BEGIN Supplied data

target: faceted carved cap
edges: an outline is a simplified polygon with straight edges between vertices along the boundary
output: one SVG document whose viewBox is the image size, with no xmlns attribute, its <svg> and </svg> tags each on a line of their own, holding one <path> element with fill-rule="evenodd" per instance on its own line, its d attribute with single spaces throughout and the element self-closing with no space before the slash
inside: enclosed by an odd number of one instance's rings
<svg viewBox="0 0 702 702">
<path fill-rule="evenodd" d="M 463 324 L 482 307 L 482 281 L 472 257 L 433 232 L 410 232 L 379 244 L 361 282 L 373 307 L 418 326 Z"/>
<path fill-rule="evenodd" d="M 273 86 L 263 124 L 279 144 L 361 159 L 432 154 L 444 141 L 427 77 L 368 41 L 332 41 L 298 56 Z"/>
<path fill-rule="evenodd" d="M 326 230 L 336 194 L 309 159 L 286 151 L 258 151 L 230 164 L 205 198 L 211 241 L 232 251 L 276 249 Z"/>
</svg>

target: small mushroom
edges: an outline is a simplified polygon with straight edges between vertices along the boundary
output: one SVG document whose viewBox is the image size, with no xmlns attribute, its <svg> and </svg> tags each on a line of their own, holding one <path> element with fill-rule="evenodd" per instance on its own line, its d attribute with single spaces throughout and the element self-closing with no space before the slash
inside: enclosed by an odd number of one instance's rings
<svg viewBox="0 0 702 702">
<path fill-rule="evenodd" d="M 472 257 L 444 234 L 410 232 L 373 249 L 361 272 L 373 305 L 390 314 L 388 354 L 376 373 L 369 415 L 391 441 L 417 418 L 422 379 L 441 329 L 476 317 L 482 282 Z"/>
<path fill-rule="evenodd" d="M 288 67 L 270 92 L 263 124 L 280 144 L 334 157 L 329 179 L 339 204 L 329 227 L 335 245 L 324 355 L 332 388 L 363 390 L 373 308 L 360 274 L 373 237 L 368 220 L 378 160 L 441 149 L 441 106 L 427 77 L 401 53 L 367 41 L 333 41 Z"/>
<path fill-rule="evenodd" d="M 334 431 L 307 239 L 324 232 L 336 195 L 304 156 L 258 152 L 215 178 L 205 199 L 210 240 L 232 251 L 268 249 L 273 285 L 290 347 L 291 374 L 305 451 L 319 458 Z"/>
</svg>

END Supplied data

- Exercise description: Please reproduce all of the lines above verbatim.

- Reply to the exercise:
target: faceted carved cap
edges: an outline is a simplified polygon with straight edges between vertices along the boundary
output: one SVG document whose viewBox is the image size, with no xmlns attribute, its <svg> and </svg> tags each on a line of their own, holding one <path> element with fill-rule="evenodd" per instance on its own line, its d attribute with single spaces throughout and the element self-closing with no space before the slash
inside: enclosed by an odd number of one instance's rings
<svg viewBox="0 0 702 702">
<path fill-rule="evenodd" d="M 463 324 L 482 307 L 482 281 L 472 257 L 433 232 L 410 232 L 379 244 L 361 282 L 373 307 L 418 326 Z"/>
<path fill-rule="evenodd" d="M 273 86 L 263 124 L 279 144 L 361 159 L 432 154 L 444 141 L 427 77 L 368 41 L 332 41 L 298 56 Z"/>
<path fill-rule="evenodd" d="M 326 230 L 336 194 L 309 159 L 286 151 L 258 151 L 230 164 L 205 198 L 211 241 L 232 251 L 276 249 Z"/>
</svg>

target: small mushroom
edges: an outline is a simplified polygon with straight edges between vertices along the boundary
output: one SVG document whose viewBox is the image size, with no xmlns attribute, its <svg> and </svg> tags each on a line of their own, holding one <path> element with fill-rule="evenodd" per instance on its own line, its d attribute with single spaces throughout and the element self-closing with no space before the slash
inside: enclosed by an odd number of one instance's rings
<svg viewBox="0 0 702 702">
<path fill-rule="evenodd" d="M 472 257 L 444 234 L 410 232 L 373 249 L 361 272 L 373 305 L 390 314 L 388 354 L 376 373 L 369 415 L 391 441 L 417 418 L 422 379 L 441 329 L 476 317 L 482 282 Z"/>
<path fill-rule="evenodd" d="M 288 67 L 270 92 L 263 124 L 280 144 L 334 157 L 329 179 L 339 204 L 329 227 L 335 245 L 324 355 L 332 388 L 363 390 L 373 308 L 360 274 L 373 237 L 368 220 L 378 160 L 441 149 L 441 106 L 427 77 L 401 53 L 367 41 L 333 41 Z"/>
<path fill-rule="evenodd" d="M 334 431 L 307 239 L 324 232 L 336 195 L 304 156 L 258 152 L 215 178 L 205 199 L 210 240 L 232 251 L 268 249 L 273 285 L 290 347 L 291 374 L 305 451 L 319 458 Z"/>
</svg>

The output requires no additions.